=== Supplied material ===

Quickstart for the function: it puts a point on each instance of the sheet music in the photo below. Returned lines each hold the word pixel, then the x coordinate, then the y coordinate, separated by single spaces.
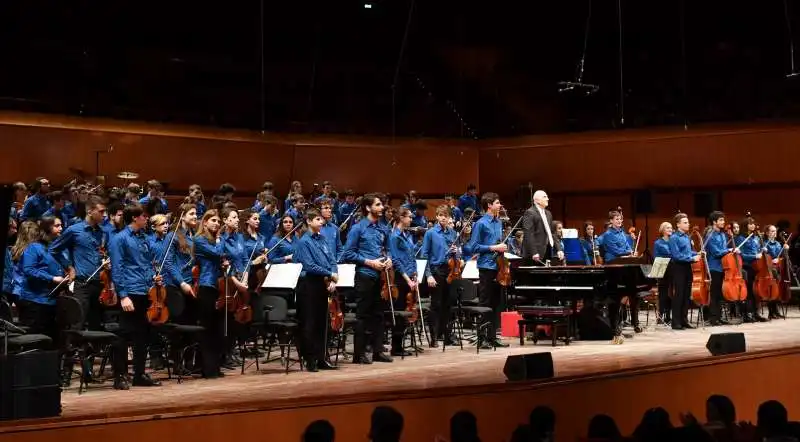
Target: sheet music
pixel 470 270
pixel 421 263
pixel 347 275
pixel 282 276
pixel 659 268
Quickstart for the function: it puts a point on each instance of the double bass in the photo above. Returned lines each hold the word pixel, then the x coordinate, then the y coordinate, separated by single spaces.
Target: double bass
pixel 701 276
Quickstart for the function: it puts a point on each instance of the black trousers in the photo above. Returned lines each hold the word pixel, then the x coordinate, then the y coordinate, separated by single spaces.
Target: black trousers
pixel 134 328
pixel 440 303
pixel 664 298
pixel 715 301
pixel 88 294
pixel 212 340
pixel 489 296
pixel 369 314
pixel 312 313
pixel 400 305
pixel 682 283
pixel 40 318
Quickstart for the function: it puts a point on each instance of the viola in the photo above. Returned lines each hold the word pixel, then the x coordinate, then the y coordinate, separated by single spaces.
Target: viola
pixel 701 277
pixel 734 287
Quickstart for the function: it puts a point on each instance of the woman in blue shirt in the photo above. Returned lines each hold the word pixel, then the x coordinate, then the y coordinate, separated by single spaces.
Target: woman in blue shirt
pixel 661 250
pixel 209 250
pixel 39 274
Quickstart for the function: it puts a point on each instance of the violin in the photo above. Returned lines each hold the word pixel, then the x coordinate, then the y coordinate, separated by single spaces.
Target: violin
pixel 108 297
pixel 701 276
pixel 734 287
pixel 765 285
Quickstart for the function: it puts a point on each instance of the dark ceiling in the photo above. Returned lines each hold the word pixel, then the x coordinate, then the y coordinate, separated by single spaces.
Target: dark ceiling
pixel 470 68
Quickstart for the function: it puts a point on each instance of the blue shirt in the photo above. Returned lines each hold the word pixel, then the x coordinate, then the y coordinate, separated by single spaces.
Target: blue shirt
pixel 366 240
pixel 317 258
pixel 616 244
pixel 331 234
pixel 716 248
pixel 436 245
pixel 131 263
pixel 487 232
pixel 749 249
pixel 37 268
pixel 34 207
pixel 661 248
pixel 209 258
pixel 401 246
pixel 680 248
pixel 82 243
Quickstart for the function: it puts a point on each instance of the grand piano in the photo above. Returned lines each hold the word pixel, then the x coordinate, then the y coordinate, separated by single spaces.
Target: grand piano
pixel 551 295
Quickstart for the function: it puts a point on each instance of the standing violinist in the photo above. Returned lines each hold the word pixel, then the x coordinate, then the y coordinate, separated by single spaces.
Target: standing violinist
pixel 487 242
pixel 133 276
pixel 751 251
pixel 401 246
pixel 367 248
pixel 209 251
pixel 83 243
pixel 661 250
pixel 716 248
pixel 317 282
pixel 438 246
pixel 680 249
pixel 774 249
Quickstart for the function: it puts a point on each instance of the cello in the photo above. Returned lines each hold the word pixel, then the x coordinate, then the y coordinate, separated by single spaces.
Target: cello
pixel 734 287
pixel 701 277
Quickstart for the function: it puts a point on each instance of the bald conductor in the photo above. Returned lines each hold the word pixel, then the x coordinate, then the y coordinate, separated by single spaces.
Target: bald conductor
pixel 539 244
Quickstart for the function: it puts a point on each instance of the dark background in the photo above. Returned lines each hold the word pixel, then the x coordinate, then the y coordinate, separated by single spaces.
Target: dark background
pixel 473 69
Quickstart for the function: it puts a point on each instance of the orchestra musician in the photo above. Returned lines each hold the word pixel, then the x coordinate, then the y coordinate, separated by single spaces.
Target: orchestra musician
pixel 487 242
pixel 79 250
pixel 317 282
pixel 661 250
pixel 716 248
pixel 682 257
pixel 438 245
pixel 208 252
pixel 133 275
pixel 539 244
pixel 775 250
pixel 366 247
pixel 750 251
pixel 616 244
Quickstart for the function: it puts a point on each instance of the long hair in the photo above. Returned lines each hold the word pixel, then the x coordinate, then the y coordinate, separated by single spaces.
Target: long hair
pixel 28 233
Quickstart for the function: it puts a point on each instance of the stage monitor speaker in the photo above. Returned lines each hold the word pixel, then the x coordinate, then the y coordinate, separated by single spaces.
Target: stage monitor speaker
pixel 726 343
pixel 30 385
pixel 530 366
pixel 705 203
pixel 643 202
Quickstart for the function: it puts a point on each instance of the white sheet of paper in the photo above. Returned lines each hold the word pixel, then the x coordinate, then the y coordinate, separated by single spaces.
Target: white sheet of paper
pixel 347 275
pixel 421 263
pixel 283 276
pixel 470 270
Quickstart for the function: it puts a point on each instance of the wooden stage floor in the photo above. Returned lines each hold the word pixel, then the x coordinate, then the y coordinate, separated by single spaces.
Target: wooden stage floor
pixel 433 369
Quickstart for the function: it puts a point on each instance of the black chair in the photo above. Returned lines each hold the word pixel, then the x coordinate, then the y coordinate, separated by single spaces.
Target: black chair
pixel 84 344
pixel 280 330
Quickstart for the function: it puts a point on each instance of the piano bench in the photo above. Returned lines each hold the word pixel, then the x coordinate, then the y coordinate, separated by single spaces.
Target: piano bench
pixel 554 316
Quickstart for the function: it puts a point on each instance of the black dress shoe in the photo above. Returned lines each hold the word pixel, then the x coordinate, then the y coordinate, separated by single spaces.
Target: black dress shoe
pixel 325 365
pixel 121 383
pixel 145 381
pixel 362 360
pixel 381 357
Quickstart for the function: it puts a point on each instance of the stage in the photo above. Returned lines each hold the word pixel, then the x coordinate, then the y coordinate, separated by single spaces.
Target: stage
pixel 433 374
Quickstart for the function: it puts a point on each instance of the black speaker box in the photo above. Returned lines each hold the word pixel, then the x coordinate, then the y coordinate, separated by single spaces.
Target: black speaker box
pixel 643 202
pixel 530 366
pixel 726 343
pixel 29 385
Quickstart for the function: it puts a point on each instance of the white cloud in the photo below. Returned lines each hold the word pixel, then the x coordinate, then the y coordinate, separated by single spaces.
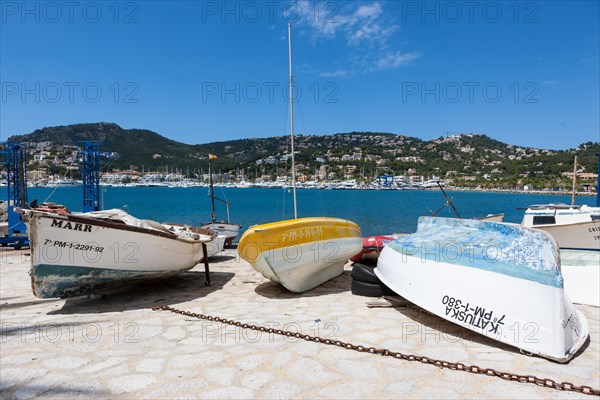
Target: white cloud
pixel 392 60
pixel 357 24
pixel 334 74
pixel 364 27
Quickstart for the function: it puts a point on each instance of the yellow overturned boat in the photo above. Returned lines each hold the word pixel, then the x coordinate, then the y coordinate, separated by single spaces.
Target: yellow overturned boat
pixel 301 253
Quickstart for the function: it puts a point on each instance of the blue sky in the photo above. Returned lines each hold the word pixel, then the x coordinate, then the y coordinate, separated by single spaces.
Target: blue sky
pixel 525 73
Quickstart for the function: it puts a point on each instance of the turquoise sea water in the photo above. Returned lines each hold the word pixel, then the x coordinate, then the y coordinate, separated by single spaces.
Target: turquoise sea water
pixel 376 212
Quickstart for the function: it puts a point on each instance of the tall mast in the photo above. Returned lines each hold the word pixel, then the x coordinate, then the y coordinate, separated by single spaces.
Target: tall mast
pixel 574 181
pixel 598 183
pixel 292 121
pixel 212 191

===

What the task requires: Retype the lines of the data above exactly, from the line with "of the wooden" to the line with "pixel 433 369", both included.

Correct answer:
Quickstart for the function: it puts a point on each instance of the wooden stage floor in the photo above. Returned lines each hold the word pixel, then the x coordinate, then the y coordinate, separated by single spaces.
Target: wooden stage floor
pixel 433 369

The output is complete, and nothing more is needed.